** Source document **

# caiman wanted - spectacled or curviers - can collect anywhere



## kev-gic (Jul 6, 2008)

im looking for a caiman on behalf of a friend who will be keeping the croc in a pet shop.

he knows the laws and knows how to care for them. please dont give me the usual rfuk bullshit. not being arrogant but cant be bothered with it. i know they are dwa.

prefer hatchling.

please get intouch via pm.


----------



## frogman121 (May 10, 2009)

completley know what you mean bud......every advert is dashed with peoples opinions...oh u shouldnt keep that in there, you shouldnt sell them as that...and the bci/bcc thing does my head in......no wonder everyone is stuggling to sell stuff with so many nosey over opinionated people who buy one corn snake and become experts!!!

but nice well put advert...i aint got one just wanted to agree!!!


----------



## xxstaggyxx (Oct 22, 2008)

Only place i think he could get one at trade for his pet shop would be markem pet center i hink its called they deal with Some DWA reptiles for the pet shop trade


----------



## retic lover (Sep 23, 2008)

Well said mate, why do people have to stick there nose in, I say stick to ya cornsnakes and :censor: get a life:Na_Na_Na_Na:






frogman121 said:


> completley know what you mean bud......every advert is dashed with peoples opinions...oh u shouldnt keep that in there, you shouldnt sell them as that...and the bci/bcc thing does my head in......no wonder everyone is stuggling to sell stuff with so many nosey over opinionated people who buy one corn snake and become experts!!!
> 
> but nice well put advert...i aint got one just wanted to agree!!!


----------



## Animal-World (Feb 12, 2009)

agree with you totally!!! We sell D.W.A but caimens are very hard to come by at the minute if we have any luck we will contact you mate.


----------



## Metal_face (Oct 2, 2008)

try coldblooded in rainham, they got a few in recently


----------



## slippery42 (Mar 23, 2008)

** Exercises **
(1) Copy the part of the caiman forum thread from "## xxstaggyxx (Oct" up to and including "(Sep 23, 2008)".
(2) Continue the caiman forum thread from the point where it stops.

** Provided information **
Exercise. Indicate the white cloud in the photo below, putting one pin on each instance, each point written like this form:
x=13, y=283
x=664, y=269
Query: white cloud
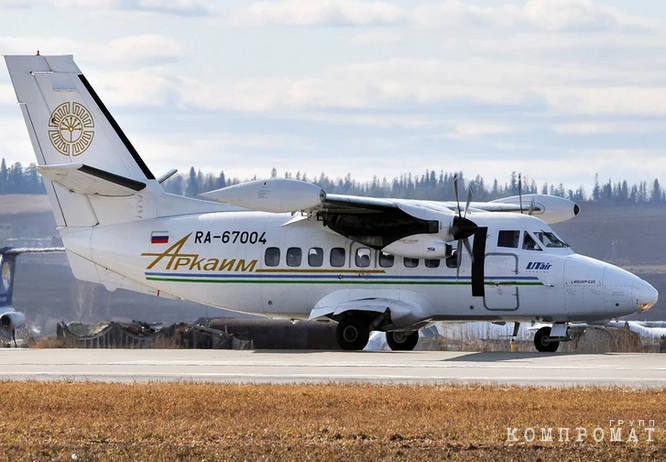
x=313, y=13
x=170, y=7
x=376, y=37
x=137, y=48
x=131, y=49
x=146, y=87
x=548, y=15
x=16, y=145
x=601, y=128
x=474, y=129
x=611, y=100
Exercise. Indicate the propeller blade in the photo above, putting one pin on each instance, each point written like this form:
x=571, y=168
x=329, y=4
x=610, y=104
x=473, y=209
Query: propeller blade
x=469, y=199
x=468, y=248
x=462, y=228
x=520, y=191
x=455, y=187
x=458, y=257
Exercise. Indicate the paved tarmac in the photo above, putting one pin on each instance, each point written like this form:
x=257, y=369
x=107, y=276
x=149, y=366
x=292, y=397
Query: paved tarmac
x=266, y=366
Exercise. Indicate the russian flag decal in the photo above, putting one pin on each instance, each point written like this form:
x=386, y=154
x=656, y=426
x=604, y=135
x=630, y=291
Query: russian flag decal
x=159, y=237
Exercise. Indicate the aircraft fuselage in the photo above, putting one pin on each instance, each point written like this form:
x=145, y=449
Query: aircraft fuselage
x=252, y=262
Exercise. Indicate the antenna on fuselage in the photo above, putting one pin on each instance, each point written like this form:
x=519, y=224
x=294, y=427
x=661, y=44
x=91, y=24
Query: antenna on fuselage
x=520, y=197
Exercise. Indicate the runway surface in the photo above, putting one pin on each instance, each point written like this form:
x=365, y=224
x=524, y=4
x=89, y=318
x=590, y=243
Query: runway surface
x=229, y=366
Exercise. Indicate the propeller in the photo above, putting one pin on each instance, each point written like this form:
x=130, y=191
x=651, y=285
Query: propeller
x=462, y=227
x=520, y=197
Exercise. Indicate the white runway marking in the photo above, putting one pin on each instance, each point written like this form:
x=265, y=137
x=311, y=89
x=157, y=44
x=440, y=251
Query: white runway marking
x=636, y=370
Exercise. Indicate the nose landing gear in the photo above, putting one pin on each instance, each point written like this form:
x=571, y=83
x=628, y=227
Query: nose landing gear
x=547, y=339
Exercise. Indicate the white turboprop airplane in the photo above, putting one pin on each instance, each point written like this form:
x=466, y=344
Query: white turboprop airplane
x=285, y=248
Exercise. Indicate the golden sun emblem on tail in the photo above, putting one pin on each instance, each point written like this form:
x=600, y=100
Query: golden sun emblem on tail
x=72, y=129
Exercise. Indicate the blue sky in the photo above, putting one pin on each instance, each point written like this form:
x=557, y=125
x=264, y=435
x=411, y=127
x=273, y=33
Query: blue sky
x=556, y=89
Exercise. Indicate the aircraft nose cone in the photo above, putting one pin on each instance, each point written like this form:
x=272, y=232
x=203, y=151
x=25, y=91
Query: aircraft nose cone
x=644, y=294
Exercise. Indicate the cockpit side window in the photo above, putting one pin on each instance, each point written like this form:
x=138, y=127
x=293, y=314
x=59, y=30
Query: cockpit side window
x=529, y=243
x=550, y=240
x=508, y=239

...

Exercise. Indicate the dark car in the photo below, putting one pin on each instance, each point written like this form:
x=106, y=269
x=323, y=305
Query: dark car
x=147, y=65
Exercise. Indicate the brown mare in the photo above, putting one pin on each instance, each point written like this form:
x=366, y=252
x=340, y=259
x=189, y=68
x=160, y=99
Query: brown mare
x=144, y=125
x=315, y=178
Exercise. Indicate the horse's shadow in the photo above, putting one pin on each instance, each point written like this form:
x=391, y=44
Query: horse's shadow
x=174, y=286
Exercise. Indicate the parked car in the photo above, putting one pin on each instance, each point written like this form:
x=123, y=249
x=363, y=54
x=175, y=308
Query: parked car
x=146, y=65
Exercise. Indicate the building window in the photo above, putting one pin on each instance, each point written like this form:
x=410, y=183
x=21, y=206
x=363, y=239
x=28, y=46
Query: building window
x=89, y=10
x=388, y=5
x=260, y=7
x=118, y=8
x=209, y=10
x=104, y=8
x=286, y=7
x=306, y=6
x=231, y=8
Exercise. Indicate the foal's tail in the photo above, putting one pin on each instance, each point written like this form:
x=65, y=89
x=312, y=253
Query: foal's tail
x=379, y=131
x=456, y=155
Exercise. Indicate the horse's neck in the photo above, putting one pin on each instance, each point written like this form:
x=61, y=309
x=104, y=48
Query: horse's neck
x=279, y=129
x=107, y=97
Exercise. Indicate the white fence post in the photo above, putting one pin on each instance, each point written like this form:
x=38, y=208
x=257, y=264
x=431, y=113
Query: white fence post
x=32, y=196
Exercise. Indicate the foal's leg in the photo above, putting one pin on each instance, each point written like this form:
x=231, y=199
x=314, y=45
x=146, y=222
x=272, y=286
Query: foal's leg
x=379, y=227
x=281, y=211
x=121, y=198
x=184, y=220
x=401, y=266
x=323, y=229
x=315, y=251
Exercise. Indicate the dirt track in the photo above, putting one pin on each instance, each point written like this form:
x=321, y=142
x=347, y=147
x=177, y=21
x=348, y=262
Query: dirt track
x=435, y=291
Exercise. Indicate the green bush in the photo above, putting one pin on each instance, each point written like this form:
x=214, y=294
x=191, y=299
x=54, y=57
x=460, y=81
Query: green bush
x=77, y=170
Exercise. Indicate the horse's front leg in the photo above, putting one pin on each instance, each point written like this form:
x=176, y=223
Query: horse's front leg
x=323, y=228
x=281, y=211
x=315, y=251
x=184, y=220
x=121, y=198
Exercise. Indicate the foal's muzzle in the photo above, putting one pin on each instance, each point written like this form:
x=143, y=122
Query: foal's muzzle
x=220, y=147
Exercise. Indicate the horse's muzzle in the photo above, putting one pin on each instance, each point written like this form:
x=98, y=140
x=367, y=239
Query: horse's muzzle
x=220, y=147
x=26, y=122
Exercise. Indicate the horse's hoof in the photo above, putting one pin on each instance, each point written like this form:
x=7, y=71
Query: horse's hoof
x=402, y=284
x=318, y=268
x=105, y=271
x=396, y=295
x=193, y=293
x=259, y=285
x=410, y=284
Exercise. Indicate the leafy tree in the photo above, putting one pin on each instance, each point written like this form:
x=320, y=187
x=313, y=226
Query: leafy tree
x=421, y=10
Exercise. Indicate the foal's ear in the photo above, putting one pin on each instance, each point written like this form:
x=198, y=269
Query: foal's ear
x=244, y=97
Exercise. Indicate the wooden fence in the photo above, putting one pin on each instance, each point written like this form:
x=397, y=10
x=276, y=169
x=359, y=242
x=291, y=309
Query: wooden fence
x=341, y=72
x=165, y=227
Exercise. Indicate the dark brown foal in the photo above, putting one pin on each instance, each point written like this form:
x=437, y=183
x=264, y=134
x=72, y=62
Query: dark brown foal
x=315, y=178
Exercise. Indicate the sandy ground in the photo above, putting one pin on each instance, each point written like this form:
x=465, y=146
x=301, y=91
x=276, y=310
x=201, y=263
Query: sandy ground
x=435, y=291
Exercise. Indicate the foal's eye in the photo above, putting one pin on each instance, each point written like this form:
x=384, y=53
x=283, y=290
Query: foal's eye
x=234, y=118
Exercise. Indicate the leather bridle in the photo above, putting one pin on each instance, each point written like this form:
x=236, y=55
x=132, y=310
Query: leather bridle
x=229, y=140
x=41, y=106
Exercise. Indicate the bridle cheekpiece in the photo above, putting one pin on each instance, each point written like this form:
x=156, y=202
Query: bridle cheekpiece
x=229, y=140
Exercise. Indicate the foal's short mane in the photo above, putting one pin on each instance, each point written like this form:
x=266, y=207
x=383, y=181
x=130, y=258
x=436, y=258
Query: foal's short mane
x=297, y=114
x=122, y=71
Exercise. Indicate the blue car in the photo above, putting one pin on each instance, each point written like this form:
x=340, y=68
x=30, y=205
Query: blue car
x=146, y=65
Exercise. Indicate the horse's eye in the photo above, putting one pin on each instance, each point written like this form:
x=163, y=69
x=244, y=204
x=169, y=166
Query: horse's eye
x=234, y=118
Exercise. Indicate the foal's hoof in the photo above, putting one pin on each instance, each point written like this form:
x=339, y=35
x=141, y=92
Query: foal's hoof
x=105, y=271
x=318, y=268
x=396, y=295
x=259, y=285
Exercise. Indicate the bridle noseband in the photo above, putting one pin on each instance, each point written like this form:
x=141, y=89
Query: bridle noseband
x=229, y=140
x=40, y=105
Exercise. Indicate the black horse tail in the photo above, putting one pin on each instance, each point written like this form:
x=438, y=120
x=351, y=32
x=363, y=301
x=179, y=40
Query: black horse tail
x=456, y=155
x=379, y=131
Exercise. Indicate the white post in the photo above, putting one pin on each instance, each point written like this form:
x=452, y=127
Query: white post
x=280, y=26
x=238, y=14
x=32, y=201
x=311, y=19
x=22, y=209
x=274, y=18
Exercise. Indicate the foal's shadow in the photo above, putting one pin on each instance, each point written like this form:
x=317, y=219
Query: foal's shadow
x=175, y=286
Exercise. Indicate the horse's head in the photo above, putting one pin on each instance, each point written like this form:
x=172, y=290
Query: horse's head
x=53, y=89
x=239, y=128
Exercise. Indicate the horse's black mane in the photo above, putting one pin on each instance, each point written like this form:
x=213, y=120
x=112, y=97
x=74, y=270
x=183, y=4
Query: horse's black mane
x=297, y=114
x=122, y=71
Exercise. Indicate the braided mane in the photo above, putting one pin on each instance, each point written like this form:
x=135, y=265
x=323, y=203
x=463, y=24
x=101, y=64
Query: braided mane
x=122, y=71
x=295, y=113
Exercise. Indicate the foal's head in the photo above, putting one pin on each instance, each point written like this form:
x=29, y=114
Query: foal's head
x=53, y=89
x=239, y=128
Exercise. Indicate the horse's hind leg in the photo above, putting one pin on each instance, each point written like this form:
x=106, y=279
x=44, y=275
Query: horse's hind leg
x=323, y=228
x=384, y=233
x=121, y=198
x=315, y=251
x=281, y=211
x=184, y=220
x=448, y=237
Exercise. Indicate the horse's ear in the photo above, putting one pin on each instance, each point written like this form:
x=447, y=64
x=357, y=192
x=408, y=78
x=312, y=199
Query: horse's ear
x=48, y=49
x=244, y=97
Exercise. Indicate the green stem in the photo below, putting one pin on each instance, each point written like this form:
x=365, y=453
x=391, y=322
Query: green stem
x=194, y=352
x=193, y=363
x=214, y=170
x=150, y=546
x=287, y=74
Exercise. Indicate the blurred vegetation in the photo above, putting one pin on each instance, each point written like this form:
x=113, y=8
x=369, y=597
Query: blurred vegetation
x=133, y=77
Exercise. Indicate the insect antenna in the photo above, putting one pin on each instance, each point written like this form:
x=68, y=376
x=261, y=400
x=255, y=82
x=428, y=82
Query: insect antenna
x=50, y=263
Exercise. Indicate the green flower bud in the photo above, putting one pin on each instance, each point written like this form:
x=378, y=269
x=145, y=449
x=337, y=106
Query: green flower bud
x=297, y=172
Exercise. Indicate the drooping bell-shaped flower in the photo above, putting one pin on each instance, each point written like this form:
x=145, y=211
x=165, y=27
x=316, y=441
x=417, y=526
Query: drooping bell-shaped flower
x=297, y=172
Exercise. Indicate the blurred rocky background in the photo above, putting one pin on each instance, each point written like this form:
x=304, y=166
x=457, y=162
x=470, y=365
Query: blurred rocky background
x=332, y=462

** Task-by-task outputs **
(1)
## xxstaggyxx (Oct 22, 2008)

Only place i think he could get one at trade for his pet shop would be markem pet center i hink its called they deal with Some DWA reptiles for the pet shop trade


----------



## retic lover (Sep 23, 2008)

(2)
There is a guy who comes on this section who keeps his in a loft!

...Well if you believe him.

Check through this section and you'll find his thread perhaps he'd sell to someone who can look after one correctly

Other than that I think they are difficult to find and rarely advertised.


----------



## reptile boy (Apr 7, 2009)

hope this helps pal £325 they are Spectacled Caimen Crocodile


----------



## stacy (May 9, 2009)

xxstaggyxx said:


> Only place i think he could get one at trade for his pet shop would be markem pet center i hink its called they deal with Some DWA reptiles for the pet shop trade


 dave dont get much dwa now andy at leaping lizards can get them at a good price and he can get them now : victory:


----------



## xxstaggyxx (Oct 22, 2008)

ahh i thought they were still getting dwa in


----------



## Dave-Flames (Sep 20, 2006)

reptile boy said:


> hope this helps pal £325 they are Spectacled Caimen Crocodile


 
ouch thats a bit steep!


----------



## shrek (Jun 19, 2008)

appleton exotics in wigan have a speccy around 2ft in length


----------



## SiUK (Feb 15, 2007)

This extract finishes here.